• YOUR OBJECTIVE
Your answer should consist only of the line with "Box every visible young" and the lines after it, reproduced exactly through the end of the entries below.

* * * * * * *

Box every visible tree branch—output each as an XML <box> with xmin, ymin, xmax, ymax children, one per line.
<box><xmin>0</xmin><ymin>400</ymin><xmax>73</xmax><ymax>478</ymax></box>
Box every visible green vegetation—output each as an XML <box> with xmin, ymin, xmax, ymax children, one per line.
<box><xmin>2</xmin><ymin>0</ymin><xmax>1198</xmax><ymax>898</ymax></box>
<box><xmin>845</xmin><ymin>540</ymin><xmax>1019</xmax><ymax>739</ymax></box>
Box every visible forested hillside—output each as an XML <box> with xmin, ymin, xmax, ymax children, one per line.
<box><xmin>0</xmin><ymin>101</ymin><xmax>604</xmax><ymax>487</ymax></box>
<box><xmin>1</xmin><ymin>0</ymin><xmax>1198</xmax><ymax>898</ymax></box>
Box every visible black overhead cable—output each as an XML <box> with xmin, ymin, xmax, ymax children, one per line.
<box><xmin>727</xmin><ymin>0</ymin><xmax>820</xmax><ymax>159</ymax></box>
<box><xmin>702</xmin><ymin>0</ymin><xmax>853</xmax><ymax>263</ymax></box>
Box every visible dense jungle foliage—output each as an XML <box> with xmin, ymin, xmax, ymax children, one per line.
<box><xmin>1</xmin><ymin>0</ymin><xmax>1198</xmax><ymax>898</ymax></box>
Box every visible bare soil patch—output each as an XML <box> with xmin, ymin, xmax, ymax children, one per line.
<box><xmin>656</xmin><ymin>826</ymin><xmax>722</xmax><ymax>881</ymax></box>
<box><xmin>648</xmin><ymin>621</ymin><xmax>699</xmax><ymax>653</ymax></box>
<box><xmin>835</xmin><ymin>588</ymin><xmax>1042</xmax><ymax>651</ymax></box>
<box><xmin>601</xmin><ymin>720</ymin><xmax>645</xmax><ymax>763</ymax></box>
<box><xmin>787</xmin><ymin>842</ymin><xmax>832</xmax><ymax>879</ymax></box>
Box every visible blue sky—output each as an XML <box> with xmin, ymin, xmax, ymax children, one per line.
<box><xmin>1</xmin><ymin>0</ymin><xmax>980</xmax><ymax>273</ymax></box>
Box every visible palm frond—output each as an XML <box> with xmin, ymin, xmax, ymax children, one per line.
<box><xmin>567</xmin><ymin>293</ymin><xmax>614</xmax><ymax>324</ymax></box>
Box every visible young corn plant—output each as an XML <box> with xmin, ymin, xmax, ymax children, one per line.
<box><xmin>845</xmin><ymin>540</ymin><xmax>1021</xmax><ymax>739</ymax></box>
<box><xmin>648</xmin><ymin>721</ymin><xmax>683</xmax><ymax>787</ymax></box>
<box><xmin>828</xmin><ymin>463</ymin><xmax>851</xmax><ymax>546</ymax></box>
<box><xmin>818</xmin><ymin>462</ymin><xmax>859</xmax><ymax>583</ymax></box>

* * * * * * *

• EXPECTED ANSWER
Box every visible young corn plant—output each as an XML <box> with xmin, ymin, xmax, ymax children, one per line.
<box><xmin>845</xmin><ymin>540</ymin><xmax>1021</xmax><ymax>739</ymax></box>
<box><xmin>648</xmin><ymin>721</ymin><xmax>683</xmax><ymax>787</ymax></box>
<box><xmin>828</xmin><ymin>463</ymin><xmax>851</xmax><ymax>546</ymax></box>
<box><xmin>818</xmin><ymin>462</ymin><xmax>859</xmax><ymax>583</ymax></box>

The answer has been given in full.